What you have to do:
Can you carry on the news excerpt below about the motion to disqualify the Second Judicial District Attorney's Office, picking up right after its last sentence?
──────── Selection ────────
On Oct. 18, 2017, Martin filed a motion to dismiss or disqualify the Second Judicial District Attorney’s Office. Martin wrote in the motion that Fonesca allegedly lied to investigators, claimed she was a different person when an investigator tried to serve her with a subpoena and allegedly claimed that Romaine told her she did not have to accept the subpoena.
Martin wrote that Romaine violated Muhammad’s Fifth and Fourteenth rights, as well as state constitutional rights, by “the obstruction and interference of the prosecutor in the service of a lawful subpoena upon the witness in this matter.”
“This was in part due to the inherent conflict of interest by the witness being employed at the 2nd Judicial District Attorney’s office and therefore, wanting to please her employer in this matter,” Martin wrote.
Martin wrote that Romaine caused a denial of due process because of bias “formed” by Fonesca being an employee of his office.
“The interplay between the employee witness and the prosecutor has given rise to the appearance of impropriety and a need for a special prosecutor,” Martin wrote.
──────── Material ────────
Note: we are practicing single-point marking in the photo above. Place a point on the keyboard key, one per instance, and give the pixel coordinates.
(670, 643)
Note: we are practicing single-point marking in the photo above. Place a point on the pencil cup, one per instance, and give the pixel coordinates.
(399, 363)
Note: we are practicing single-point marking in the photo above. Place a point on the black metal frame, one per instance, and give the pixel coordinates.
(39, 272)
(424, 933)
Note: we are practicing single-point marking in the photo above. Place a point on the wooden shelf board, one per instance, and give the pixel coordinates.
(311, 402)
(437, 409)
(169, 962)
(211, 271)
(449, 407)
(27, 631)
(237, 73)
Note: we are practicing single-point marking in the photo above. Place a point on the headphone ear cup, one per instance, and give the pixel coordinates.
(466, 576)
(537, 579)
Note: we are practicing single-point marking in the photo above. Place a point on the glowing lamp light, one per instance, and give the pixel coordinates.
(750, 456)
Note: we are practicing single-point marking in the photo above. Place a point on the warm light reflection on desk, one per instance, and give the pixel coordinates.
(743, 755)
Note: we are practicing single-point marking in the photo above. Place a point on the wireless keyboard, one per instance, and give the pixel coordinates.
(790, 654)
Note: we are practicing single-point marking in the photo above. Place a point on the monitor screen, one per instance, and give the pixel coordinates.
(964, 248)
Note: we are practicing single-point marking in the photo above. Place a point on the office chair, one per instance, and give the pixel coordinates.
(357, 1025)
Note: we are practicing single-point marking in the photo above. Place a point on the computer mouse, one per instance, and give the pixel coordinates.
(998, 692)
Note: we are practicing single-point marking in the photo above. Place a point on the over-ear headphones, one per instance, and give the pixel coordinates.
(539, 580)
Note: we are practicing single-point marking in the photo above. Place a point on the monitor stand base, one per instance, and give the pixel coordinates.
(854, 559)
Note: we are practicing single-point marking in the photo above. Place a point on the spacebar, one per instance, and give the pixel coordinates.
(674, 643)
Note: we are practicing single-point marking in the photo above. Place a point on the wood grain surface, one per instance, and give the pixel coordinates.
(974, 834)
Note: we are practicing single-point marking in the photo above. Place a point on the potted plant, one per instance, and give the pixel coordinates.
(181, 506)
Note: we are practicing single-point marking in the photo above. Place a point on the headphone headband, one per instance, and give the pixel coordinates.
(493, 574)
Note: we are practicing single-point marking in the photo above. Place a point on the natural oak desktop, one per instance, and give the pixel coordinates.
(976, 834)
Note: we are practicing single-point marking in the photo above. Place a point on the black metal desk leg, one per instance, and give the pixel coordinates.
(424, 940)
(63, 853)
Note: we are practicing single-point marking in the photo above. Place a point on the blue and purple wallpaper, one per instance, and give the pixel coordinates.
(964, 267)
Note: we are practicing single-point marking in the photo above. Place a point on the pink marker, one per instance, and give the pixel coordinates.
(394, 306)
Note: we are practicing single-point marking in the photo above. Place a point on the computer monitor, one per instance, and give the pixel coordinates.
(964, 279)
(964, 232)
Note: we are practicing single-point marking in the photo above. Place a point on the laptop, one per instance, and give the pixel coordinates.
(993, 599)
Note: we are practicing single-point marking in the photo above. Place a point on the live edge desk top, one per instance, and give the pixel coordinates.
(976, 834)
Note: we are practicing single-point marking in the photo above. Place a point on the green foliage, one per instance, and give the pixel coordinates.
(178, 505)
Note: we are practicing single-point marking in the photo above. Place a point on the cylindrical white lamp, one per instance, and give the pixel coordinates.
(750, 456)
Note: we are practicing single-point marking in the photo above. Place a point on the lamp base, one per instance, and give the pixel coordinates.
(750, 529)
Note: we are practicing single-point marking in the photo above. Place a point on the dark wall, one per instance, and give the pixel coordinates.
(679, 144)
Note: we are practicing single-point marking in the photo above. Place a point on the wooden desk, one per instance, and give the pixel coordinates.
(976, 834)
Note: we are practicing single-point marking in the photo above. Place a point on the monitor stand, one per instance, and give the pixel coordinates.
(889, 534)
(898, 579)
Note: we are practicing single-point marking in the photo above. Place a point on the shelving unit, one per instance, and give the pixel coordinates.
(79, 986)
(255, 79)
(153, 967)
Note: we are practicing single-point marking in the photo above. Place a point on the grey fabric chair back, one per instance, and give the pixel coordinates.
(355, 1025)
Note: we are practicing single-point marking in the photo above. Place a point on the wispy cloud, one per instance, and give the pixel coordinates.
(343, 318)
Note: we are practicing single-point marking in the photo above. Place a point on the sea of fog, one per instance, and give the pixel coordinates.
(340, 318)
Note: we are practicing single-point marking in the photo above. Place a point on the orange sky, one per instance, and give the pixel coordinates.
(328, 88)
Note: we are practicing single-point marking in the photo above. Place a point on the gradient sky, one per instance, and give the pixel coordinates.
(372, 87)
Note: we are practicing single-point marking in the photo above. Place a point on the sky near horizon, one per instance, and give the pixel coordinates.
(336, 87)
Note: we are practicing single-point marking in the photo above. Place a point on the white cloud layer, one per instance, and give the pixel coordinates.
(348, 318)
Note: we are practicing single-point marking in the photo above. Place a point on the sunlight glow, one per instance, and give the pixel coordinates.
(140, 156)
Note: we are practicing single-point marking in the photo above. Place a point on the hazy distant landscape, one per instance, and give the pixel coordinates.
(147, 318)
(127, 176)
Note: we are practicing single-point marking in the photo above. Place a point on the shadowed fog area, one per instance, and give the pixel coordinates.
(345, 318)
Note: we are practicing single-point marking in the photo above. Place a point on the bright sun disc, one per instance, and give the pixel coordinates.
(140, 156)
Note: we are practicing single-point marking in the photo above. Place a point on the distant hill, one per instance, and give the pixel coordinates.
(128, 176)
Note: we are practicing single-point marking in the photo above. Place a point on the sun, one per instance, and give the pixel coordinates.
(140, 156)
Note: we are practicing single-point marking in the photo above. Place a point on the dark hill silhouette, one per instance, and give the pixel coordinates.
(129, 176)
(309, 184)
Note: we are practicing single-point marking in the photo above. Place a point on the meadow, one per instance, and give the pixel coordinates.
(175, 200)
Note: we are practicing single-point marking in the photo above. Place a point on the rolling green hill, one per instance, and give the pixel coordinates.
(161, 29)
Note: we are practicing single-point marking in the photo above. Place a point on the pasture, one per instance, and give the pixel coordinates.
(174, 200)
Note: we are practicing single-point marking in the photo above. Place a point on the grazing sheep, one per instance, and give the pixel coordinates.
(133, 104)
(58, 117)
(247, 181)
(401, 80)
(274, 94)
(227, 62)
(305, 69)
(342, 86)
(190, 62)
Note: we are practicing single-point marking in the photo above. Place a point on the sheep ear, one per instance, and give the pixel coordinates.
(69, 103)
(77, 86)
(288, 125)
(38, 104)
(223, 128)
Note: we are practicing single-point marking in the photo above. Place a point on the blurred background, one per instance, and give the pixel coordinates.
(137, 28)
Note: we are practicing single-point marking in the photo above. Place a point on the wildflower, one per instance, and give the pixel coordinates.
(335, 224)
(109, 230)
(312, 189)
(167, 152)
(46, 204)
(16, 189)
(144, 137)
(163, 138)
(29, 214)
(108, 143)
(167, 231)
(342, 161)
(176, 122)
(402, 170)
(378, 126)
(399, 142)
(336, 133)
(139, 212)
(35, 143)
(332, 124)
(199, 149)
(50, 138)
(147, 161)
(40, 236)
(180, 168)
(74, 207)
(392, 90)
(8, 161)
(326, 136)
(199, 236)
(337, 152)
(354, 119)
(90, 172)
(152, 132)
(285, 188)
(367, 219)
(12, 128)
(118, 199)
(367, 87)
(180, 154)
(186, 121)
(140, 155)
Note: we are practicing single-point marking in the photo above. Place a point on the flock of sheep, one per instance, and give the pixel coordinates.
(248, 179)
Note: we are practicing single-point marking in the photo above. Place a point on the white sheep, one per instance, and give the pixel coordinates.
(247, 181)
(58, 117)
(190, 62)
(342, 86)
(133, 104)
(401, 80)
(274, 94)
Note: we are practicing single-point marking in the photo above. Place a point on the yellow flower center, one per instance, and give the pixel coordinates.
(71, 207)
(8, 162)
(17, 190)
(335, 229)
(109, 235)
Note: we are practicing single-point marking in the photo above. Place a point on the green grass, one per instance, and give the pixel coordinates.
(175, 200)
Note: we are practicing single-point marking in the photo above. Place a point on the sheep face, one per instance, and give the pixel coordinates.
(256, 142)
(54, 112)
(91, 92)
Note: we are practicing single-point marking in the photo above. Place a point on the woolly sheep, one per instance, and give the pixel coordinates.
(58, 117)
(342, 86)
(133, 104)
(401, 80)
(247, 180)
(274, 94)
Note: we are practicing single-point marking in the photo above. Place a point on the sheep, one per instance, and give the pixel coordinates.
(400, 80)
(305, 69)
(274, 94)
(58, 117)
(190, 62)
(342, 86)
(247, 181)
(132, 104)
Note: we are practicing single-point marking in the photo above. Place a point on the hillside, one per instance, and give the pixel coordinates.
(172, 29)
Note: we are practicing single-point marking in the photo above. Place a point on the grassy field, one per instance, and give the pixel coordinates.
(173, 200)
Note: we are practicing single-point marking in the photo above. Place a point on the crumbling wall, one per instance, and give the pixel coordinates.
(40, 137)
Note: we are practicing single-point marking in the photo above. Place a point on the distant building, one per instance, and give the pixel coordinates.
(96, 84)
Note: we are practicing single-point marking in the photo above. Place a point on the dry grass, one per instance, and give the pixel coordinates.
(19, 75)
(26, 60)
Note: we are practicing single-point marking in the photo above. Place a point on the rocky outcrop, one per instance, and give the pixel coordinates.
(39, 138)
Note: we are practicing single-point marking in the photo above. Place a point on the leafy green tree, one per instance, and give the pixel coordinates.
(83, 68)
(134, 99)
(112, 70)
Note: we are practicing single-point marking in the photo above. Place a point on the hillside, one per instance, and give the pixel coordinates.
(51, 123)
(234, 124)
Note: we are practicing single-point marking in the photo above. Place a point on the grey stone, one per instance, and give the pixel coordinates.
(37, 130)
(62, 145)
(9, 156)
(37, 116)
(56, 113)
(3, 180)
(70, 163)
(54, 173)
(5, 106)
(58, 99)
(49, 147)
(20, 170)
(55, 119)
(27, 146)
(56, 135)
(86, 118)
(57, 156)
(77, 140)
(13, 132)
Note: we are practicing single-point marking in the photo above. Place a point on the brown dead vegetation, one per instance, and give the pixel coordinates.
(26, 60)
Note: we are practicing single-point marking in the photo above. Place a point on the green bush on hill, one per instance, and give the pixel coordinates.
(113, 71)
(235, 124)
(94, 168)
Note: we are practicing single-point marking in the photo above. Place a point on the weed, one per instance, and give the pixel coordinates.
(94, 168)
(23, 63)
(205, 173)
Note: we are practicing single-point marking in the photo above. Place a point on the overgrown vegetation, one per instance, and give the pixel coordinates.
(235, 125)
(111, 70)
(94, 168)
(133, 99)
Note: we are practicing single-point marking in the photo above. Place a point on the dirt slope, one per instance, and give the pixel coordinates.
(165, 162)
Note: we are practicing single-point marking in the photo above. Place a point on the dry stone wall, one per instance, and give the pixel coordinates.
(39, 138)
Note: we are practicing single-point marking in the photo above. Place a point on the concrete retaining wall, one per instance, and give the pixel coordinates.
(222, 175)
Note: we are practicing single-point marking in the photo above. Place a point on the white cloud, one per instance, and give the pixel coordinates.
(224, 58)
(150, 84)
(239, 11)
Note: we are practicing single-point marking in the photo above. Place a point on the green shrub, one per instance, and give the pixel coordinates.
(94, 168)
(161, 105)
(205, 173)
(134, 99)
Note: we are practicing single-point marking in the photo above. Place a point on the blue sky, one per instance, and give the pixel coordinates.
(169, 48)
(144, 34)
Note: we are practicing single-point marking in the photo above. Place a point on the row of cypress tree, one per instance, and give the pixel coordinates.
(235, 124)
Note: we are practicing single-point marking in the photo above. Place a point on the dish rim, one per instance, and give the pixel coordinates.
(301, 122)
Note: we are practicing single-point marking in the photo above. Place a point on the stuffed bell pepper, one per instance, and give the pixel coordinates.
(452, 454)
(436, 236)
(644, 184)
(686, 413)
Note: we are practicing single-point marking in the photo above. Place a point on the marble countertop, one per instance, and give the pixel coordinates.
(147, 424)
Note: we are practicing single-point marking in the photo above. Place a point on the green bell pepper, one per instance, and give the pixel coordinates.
────────
Response to this task:
According to an affidavit by Investigator Milton Rodriguez, and attached to Martin’s motion, Rodriguez went to to Fonesca’s house on Sept. 6, 2017 and a woman was sitting outside on the phone. She claimed her name was “Lisa” and she was the dog sitter. Rodriguez pulled up Fonesca’s driver’s license photo and found he had been duped, he wrote.
On Sept. 11, 2017, Rodriguez found Fonesca’s 17-year-old son outside the house and explained why he was there.
“After explaining to Richard (Fonesca) Jr. the subpoenas I had in hand, Richard Jr. told me he witnessed the same incident in question. Richard Jr. told me, his mother told him not to tell the police what he had seen because she did not want him to get involved,” Rodriguez wrote.
On Oct. 19, 2017, following a hearing, District Court Judge Christina Argyres denied Romaine’s motion for sanctions in a form order.
On Oct. 27, 2017, Romaine filed a response and alleged that he never told Fonesca to refuse service of the subpoena.
On Nov. 7, 2017, prosecutor Mark Probasco, with the Attorney General’s Office, entered his appearance in the case, taking the case away from Romaine and the Second Judicial District Attorney’s Office.
Motion to suppress
On April 2, 2018, Martin filed a motion to suppress statements Muhammad made to Det. Andrew Hsu on March 24, 2017, after he had been arraigned, asked for an attorney and was being represented by the Law Office of the Public Defender.
Martin wrote that Muhammad was “actively hallucinating” during the interrogation by Hsu and he was represented when Hsu interrogated him on March 24, 2017.
On April 12, 2018, Probasco filed an opposition to the motion to suppress statements and he wrote that Muhammad initiated conversation with Hsu on March 27, 2017. It is not clear which date is correct.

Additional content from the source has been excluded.